▼
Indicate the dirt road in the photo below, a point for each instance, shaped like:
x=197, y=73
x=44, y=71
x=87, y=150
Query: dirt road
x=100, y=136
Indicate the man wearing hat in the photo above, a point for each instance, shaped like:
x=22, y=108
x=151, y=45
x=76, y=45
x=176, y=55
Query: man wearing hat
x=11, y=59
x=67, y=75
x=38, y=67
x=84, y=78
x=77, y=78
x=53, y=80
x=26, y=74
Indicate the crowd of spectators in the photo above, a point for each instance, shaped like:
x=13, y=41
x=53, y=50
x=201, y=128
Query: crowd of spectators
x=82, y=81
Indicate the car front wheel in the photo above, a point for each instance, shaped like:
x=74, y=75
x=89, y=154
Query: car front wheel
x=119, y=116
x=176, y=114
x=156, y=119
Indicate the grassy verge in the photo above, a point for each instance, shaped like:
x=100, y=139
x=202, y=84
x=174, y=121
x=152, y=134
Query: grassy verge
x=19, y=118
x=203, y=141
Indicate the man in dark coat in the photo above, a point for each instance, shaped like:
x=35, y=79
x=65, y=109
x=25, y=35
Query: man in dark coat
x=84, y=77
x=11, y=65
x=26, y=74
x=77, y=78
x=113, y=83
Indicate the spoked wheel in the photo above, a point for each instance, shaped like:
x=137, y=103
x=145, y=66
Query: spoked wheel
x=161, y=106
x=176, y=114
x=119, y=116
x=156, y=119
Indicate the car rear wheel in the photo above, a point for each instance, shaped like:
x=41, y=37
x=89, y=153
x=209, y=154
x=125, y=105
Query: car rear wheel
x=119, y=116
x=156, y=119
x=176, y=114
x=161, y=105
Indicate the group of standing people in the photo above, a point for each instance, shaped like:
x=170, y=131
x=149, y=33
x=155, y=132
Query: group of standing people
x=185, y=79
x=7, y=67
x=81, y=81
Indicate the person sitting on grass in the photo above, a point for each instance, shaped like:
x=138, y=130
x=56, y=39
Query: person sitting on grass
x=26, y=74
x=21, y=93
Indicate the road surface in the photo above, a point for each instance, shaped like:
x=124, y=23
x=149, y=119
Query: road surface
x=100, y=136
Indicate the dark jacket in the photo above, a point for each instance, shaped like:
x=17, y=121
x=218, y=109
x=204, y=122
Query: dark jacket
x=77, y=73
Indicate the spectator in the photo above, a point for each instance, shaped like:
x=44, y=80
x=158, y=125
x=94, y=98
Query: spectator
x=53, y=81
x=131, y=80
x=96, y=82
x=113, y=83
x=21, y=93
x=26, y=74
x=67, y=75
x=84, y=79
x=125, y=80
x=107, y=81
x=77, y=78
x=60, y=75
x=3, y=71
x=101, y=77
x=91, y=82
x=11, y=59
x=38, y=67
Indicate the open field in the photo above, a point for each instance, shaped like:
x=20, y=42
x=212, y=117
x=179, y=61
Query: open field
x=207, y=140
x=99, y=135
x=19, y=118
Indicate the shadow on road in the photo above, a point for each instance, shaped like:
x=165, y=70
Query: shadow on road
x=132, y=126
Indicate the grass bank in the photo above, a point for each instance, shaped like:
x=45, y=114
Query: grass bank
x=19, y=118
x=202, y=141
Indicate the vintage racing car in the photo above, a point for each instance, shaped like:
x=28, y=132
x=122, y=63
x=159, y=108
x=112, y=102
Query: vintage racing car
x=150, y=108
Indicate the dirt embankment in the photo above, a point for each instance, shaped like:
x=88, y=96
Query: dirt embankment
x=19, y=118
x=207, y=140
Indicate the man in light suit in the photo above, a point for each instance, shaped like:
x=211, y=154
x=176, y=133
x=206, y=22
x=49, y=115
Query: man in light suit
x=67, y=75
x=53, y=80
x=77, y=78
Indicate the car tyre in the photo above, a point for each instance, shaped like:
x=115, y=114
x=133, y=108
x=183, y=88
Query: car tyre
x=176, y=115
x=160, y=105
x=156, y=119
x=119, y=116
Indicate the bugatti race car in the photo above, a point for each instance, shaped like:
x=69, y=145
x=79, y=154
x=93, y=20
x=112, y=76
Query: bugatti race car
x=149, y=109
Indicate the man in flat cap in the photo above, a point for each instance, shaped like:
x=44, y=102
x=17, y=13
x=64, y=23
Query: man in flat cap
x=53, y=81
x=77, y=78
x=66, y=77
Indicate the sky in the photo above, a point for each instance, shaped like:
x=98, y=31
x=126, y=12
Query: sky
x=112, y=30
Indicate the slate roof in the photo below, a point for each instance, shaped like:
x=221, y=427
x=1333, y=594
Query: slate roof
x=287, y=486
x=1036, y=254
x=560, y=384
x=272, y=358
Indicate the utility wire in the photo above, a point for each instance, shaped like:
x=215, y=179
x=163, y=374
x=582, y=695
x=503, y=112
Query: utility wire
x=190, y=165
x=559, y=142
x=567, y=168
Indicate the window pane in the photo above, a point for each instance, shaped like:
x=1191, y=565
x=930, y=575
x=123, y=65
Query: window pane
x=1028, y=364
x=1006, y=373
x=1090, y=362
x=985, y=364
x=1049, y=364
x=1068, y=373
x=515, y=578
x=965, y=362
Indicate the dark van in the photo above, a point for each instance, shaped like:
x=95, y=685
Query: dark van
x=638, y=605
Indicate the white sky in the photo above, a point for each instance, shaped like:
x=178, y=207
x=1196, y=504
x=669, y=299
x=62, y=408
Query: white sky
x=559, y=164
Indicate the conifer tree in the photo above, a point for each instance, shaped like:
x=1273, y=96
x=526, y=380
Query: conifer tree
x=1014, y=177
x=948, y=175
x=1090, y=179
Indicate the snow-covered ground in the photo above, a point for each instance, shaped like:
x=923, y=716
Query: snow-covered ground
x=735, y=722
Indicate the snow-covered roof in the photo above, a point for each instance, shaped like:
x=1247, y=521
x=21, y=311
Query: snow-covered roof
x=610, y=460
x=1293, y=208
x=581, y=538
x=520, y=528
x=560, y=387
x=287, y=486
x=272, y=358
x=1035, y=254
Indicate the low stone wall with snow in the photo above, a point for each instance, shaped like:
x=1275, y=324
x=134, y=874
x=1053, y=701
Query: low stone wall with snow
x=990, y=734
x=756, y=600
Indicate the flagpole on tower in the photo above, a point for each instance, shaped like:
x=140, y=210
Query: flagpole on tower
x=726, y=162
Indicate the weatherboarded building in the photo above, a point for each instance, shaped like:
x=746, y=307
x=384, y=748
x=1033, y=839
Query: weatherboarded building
▲
**Work required**
Can you rewrite the material from the line with "Indicate the man in dark" to the line with "x=161, y=105", changing "spoked wheel" to "wire wheel" and keeping everything else the same?

**Solution for this task**
Indicate the man in dark coat in the photo above, a point for each instance, shaped like:
x=35, y=79
x=65, y=109
x=25, y=35
Query: man in dark coat
x=84, y=77
x=11, y=65
x=26, y=74
x=77, y=78
x=113, y=83
Indicate the wire wheel in the photo above, a point for each instance, shaped like:
x=137, y=103
x=145, y=66
Query: wire wheel
x=161, y=106
x=176, y=114
x=119, y=116
x=156, y=119
Indicate the car rear wheel in the photo above, a point for each instance, shaped like:
x=41, y=37
x=89, y=153
x=209, y=154
x=125, y=105
Query: car rear wheel
x=119, y=116
x=156, y=119
x=176, y=114
x=161, y=105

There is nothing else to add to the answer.